# Extract
Cairrge Brachaidhe, aka Carrickbraghy or Carrichbrack, was a Gaelic-Irish medieval territory located in Inishowen, County Donegal, Ireland.

Overview
Thought to have been named after, or by, Brachaidi mac Diarmata of the Cenél Fergusa (see List of Irish clans in Ulster), a clan who held the territory from the early medieval period. The family of Ó Maol Fábhail were its kings.

In the early modern era it was part of the barony of Inishowen West, in County Donegal.

Cairrge Brachaidhe in the Irish annals
 721: Snedgus Dearg Ua Brachaidhe, was slain in battle on the side of Aedh Allan, son of Fearghal, and the Cinel Eoghain.

# Records shown
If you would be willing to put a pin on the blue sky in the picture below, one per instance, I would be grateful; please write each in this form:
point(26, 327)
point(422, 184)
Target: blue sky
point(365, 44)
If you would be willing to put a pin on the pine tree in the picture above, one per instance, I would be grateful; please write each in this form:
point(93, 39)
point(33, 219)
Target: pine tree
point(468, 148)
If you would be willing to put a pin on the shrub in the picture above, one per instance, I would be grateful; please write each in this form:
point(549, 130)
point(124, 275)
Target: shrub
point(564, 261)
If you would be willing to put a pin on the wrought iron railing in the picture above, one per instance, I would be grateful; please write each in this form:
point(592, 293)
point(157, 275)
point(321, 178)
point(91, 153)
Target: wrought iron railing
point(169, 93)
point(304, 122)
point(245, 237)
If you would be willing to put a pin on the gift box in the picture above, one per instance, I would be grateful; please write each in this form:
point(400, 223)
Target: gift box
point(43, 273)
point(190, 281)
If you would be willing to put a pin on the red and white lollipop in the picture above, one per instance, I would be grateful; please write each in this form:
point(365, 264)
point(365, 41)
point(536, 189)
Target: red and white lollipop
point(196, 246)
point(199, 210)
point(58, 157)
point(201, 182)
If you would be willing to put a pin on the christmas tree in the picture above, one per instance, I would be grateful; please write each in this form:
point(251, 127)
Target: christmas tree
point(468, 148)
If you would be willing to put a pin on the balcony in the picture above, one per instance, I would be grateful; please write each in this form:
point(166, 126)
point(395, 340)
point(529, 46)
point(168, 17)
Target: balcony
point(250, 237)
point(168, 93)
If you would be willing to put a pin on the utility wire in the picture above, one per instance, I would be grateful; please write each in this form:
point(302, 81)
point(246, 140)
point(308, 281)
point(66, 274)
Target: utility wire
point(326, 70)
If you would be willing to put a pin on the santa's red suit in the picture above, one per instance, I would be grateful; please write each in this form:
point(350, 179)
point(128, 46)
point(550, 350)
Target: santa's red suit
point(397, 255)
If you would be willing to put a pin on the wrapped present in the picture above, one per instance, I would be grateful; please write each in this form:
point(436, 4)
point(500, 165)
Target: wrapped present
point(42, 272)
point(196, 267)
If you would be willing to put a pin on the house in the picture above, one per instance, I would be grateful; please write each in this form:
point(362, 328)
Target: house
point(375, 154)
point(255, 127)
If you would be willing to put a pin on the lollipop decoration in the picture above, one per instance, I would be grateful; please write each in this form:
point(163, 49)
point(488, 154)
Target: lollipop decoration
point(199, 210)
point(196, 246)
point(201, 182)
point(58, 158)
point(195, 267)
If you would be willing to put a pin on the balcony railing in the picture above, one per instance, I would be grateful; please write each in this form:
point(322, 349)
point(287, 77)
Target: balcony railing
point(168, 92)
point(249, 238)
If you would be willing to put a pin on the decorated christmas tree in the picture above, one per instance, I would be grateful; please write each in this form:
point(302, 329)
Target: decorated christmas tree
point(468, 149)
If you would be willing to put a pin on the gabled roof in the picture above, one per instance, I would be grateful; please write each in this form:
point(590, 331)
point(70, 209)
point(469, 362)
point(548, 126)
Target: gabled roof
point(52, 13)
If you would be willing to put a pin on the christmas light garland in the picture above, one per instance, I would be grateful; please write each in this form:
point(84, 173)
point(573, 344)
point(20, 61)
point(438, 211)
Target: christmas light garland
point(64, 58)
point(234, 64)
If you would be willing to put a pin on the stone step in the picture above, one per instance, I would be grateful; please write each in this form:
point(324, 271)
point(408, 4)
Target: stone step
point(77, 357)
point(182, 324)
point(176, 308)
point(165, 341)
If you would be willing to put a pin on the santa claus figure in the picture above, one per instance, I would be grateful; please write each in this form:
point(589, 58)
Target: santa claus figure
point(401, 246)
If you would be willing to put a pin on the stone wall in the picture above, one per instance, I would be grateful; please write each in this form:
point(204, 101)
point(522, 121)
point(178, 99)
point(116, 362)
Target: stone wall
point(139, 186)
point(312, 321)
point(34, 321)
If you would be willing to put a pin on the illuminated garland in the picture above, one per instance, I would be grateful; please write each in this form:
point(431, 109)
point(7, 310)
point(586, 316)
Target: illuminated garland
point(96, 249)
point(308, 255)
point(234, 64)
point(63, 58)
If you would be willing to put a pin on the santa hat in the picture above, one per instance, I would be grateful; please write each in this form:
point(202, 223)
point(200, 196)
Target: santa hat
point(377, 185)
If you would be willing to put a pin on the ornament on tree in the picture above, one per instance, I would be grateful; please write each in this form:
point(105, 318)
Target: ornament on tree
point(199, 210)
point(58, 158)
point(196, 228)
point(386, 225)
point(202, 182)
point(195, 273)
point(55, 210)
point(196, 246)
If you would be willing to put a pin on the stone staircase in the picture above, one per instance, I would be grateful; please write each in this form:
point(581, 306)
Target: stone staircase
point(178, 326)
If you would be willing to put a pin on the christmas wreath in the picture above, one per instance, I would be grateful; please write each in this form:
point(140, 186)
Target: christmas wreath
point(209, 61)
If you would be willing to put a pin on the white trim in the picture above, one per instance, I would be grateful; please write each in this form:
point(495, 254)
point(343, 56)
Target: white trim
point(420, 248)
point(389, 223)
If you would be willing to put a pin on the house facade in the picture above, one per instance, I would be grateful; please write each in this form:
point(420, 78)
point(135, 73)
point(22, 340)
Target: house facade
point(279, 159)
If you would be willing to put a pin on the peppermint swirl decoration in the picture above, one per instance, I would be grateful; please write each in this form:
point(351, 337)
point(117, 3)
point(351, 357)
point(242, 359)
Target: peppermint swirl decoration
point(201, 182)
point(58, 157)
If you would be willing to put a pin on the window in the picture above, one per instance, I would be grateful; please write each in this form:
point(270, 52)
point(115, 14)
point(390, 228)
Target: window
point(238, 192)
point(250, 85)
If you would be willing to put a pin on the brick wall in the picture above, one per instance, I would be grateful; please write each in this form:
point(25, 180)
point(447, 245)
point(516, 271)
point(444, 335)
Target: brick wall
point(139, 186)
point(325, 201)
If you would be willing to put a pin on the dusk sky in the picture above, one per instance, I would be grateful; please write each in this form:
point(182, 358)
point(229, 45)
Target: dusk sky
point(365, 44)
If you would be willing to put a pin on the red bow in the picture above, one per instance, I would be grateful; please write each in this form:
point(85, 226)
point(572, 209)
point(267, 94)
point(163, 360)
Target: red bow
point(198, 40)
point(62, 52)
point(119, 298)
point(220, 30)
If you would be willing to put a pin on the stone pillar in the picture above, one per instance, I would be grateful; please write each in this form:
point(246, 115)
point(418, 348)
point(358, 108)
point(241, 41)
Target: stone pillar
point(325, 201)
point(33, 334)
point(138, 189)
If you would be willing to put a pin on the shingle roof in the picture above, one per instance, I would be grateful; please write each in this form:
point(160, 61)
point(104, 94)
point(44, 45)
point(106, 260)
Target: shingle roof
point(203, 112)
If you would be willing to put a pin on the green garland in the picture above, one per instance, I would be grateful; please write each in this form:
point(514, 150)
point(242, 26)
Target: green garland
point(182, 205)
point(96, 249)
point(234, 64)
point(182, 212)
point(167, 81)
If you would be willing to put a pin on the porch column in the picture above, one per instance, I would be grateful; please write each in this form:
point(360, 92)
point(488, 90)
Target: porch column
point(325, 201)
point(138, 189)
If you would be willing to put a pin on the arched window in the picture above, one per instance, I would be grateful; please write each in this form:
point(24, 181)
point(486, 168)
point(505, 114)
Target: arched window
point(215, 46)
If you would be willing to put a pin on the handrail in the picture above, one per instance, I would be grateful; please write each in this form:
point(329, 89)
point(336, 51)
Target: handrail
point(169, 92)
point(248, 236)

...

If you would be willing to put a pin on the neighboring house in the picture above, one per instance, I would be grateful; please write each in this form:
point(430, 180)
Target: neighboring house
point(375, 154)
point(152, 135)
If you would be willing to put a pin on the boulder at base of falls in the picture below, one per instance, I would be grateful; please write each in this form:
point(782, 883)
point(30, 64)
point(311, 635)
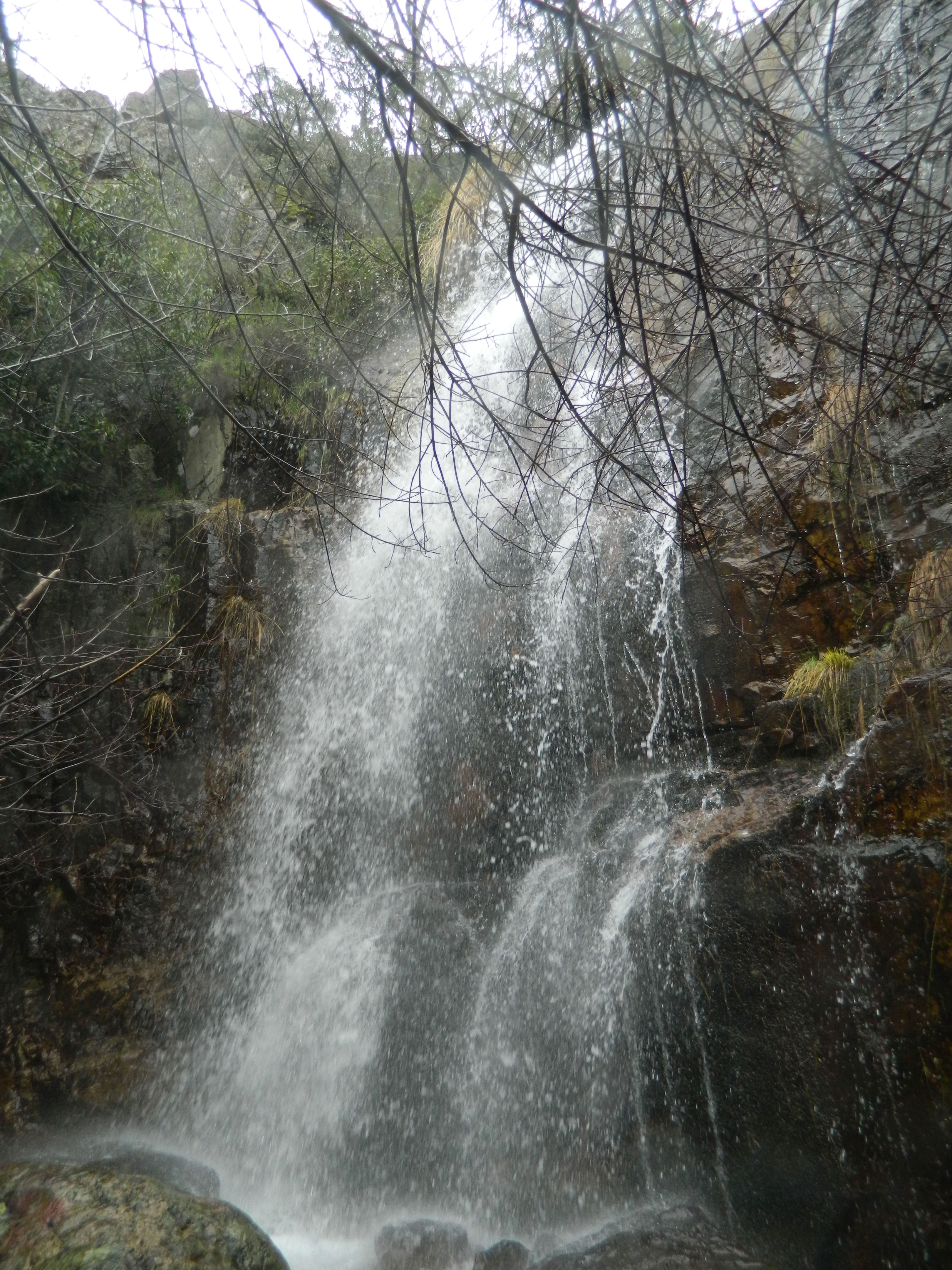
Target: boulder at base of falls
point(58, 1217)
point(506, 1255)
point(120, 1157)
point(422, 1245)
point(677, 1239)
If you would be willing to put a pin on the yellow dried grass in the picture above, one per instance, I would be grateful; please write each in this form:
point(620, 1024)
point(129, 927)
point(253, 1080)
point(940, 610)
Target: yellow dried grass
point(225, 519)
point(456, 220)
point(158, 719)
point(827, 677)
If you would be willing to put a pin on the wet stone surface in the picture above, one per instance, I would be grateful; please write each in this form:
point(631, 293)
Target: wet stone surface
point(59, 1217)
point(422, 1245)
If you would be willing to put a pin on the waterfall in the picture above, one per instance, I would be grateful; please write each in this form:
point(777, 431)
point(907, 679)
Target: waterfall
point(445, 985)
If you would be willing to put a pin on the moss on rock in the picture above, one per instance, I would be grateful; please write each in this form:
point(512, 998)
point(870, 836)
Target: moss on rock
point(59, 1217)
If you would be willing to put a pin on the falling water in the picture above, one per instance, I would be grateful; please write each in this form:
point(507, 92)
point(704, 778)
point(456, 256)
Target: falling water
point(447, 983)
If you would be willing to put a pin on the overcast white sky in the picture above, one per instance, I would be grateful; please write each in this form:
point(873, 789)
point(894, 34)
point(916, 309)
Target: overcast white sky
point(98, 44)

* * *

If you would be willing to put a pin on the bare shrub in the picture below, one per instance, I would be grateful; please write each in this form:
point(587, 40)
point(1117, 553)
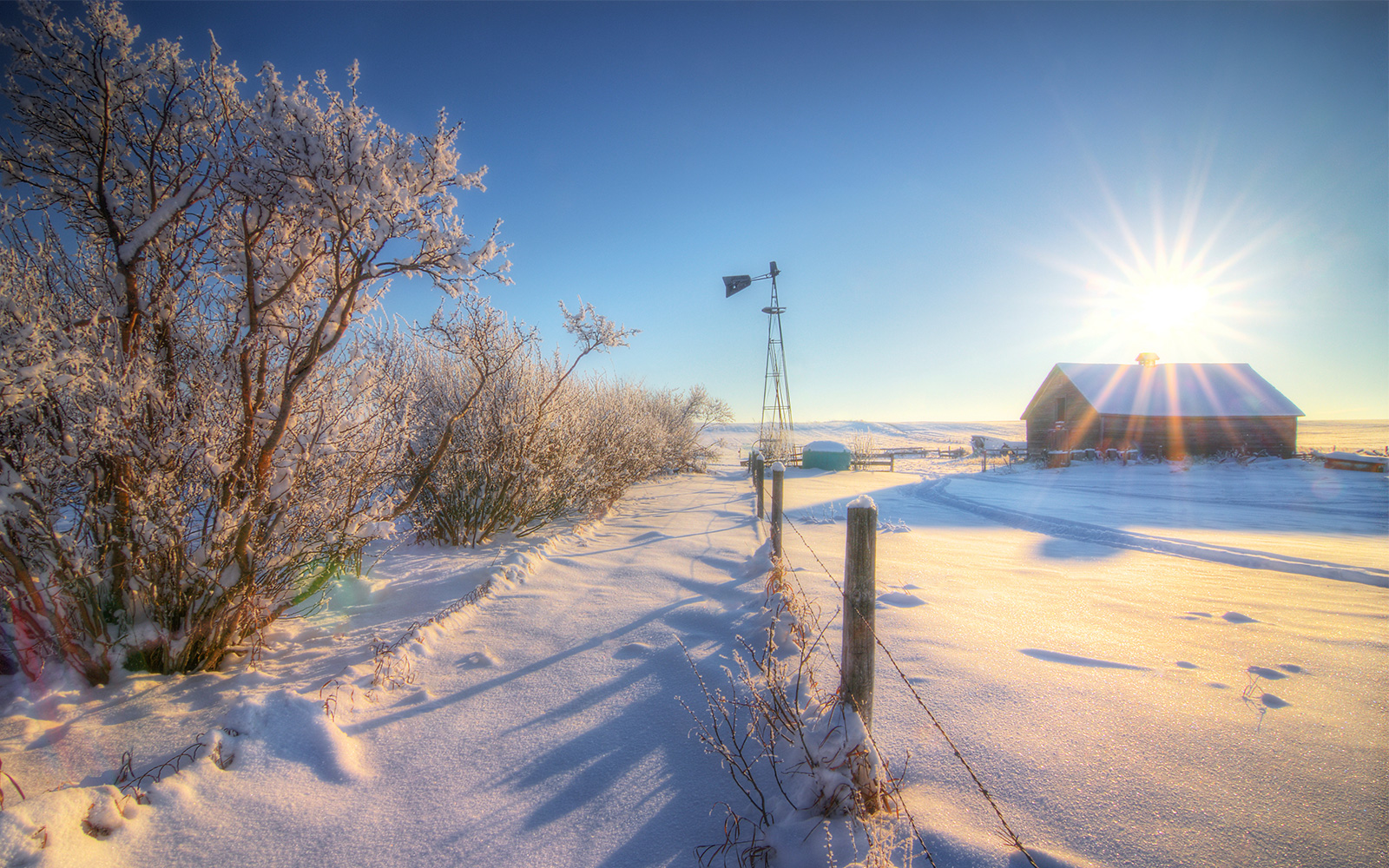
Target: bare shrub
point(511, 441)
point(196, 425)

# Aim
Quote the passage on Cairrge Brachaidhe word for word, from "Cairrge Brachaidhe in" up to and including "the Cinel Eoghain.".

# Result for this exercise
Cairrge Brachaidhe in the Irish annals
 721: Snedgus Dearg Ua Brachaidhe, was slain in battle on the side of Aedh Allan, son of Fearghal, and the Cinel Eoghain.